## Page text:
────────────────────────────────────────

Peter Chang cooked some food for us at his new Scott’s Addition location, and it was incredible

by | Jun 1, 2016 | POLITICS

With only a few more weeks until legendary chef Peter Chang opens a new location near Broad and Boulevard, we got the chance to sit down and try some of his highly anticipated eats.

With only a few more weeks until legendary chef Peter Chang opens a new location near Broad and Boulevard, we got the chance to sit down and try some of his highly anticipated eats.

Chang, whose cooking is only matched by his impressive resume, has a number of locations around the Virginia, DC and Maryland, but this will be his first spot within city limits.

The dining room is a bit smaller than the Short Pump locations, but it looks quite impressive in the historic Hofheimer Building’s lower floor, which is slated to open as an event venue space sometime this month.

Vaulted ceilings and a massive red and gold mural greet you as you enter the dining room, but the real treat comes about 15 minutes after placing your order.

────────────────────────────────────────

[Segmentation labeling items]
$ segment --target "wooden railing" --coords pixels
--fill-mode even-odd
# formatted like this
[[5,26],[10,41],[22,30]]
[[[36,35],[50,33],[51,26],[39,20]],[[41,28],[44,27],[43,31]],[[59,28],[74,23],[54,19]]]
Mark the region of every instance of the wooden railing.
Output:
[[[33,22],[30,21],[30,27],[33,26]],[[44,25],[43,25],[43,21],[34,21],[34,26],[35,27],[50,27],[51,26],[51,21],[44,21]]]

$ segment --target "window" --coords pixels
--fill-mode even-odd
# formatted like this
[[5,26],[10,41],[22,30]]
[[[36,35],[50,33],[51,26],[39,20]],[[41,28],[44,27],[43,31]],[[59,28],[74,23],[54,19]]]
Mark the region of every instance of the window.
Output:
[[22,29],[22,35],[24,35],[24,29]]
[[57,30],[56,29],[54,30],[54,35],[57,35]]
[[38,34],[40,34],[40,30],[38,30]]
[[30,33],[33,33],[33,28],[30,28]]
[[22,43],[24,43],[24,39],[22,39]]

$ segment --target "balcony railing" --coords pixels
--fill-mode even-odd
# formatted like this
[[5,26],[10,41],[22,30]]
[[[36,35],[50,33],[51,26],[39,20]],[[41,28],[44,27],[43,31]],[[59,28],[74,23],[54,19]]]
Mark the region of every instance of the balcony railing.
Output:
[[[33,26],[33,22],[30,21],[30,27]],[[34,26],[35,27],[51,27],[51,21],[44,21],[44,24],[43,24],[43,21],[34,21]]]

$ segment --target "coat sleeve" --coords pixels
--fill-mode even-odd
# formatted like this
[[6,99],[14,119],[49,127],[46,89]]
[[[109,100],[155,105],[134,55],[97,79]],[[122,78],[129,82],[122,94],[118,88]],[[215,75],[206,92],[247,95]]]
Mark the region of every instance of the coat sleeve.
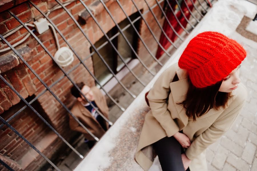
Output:
[[153,116],[160,123],[168,137],[179,130],[167,108],[167,98],[170,92],[170,83],[176,73],[176,64],[169,67],[161,75],[147,96]]
[[192,160],[200,155],[210,144],[230,129],[232,124],[239,115],[245,102],[245,99],[235,107],[230,106],[230,112],[215,122],[207,130],[198,136],[191,144],[186,152],[188,158]]

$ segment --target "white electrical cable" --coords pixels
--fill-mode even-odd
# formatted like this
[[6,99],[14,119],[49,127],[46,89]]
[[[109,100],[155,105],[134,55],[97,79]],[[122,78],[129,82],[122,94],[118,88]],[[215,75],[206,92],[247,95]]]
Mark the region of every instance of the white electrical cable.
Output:
[[[29,23],[25,23],[25,25],[26,25],[29,26],[31,27],[35,27],[35,26],[34,25],[32,24],[29,24]],[[20,25],[15,29],[9,32],[7,34],[3,36],[3,37],[4,38],[5,38],[6,37],[7,37],[7,36],[9,36],[10,35],[13,34],[15,31],[17,31],[18,30],[22,27],[23,27],[23,26]],[[22,39],[19,41],[14,43],[14,44],[12,46],[13,47],[15,47],[16,46],[17,46],[17,45],[19,45],[25,41],[26,39],[28,39],[28,38],[29,37],[29,36],[30,35],[30,33],[29,33],[26,36],[25,36]],[[0,40],[1,40],[2,39],[0,39]],[[7,47],[6,48],[3,49],[2,49],[0,50],[0,53],[3,52],[5,52],[10,49],[11,48],[9,47]]]
[[56,34],[56,32],[55,31],[55,29],[51,23],[48,23],[48,25],[51,27],[52,30],[53,30],[53,32],[54,33],[54,35],[55,36],[55,41],[56,41],[56,44],[57,45],[57,48],[59,49],[60,49],[60,44],[59,44],[59,40],[58,40],[58,38],[57,37],[57,35]]

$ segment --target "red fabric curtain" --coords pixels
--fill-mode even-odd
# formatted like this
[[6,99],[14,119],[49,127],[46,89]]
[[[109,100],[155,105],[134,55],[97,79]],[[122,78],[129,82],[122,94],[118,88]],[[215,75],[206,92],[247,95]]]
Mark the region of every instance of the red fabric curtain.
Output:
[[[194,3],[195,1],[196,0],[192,0],[193,2]],[[192,11],[194,7],[194,6],[192,4],[191,1],[186,0],[186,1],[187,2],[187,5],[188,6],[189,9]],[[175,8],[176,7],[176,5],[177,4],[176,1],[170,1],[169,3],[170,6],[172,7],[173,11],[175,11]],[[180,7],[185,15],[186,18],[188,19],[190,17],[190,14],[186,8],[186,4],[184,2],[184,1],[182,1]],[[167,9],[168,10],[167,11],[166,14],[167,18],[170,23],[171,25],[174,28],[174,29],[179,35],[180,35],[181,33],[183,31],[183,30],[177,21],[169,7],[168,6]],[[183,27],[185,28],[187,24],[187,22],[185,18],[183,17],[183,15],[180,10],[179,10],[176,14],[176,16],[181,23],[181,25]],[[174,42],[178,38],[178,37],[171,29],[170,27],[170,25],[168,23],[168,21],[167,21],[166,19],[164,20],[163,23],[163,25],[162,26],[162,28],[167,36],[172,42]],[[170,46],[171,45],[171,44],[169,42],[168,40],[165,37],[164,34],[162,33],[161,35],[159,42],[160,44],[165,50],[167,49],[170,47]],[[157,50],[157,52],[156,55],[156,58],[157,59],[158,59],[164,53],[164,51],[159,46],[158,46],[158,49]]]

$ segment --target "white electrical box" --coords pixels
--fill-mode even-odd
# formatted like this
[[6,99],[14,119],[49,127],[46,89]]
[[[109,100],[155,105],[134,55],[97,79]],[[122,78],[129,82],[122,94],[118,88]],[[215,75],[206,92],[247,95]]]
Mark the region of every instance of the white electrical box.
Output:
[[49,29],[47,20],[45,18],[41,18],[33,23],[37,31],[41,34]]
[[254,34],[257,35],[257,20],[251,20],[245,29]]

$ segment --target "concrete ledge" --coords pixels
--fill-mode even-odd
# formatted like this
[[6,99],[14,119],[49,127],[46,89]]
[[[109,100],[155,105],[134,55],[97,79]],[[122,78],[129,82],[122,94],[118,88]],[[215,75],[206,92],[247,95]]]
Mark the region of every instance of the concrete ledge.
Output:
[[[251,4],[246,1],[219,0],[202,20],[166,63],[156,74],[87,156],[74,170],[143,170],[134,155],[144,116],[150,110],[145,93],[167,67],[178,61],[189,41],[206,31],[229,36],[234,33],[244,15],[252,17]],[[250,6],[249,6],[250,5]],[[255,14],[254,14],[255,15]]]

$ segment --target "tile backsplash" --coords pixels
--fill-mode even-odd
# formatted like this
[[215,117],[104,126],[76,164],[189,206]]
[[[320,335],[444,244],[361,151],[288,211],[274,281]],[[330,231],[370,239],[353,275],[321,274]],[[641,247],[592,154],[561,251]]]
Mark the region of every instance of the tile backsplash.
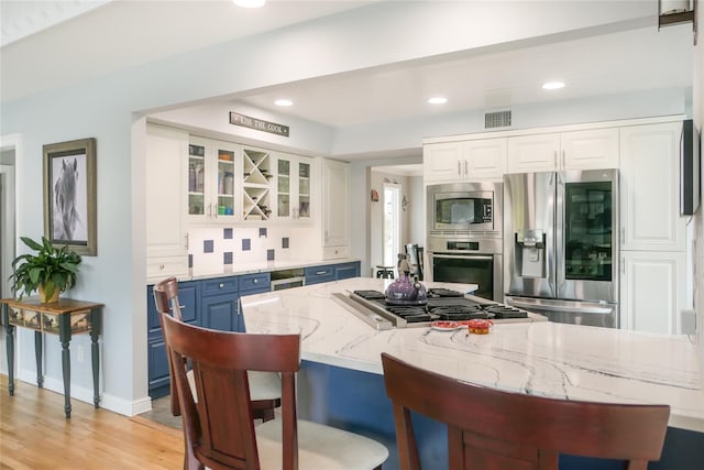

────────────────────────────────────────

## Task instructions:
A. In the article on Peter Chang's new restaurant, which building houses the new location?
B. Rewrite the stretch of the Peter Chang article from "Vaulted ceilings and" through "placing your order.", switching "mural" to "tapestry".
These items come from a separate source.

## Solutions in order:
A. The historic Hofheimer Building, on its lower floor.

B.
Vaulted ceilings and a massive red and gold tapestry greet you as you enter the dining room, but the real treat comes about 15 minutes after placing your order.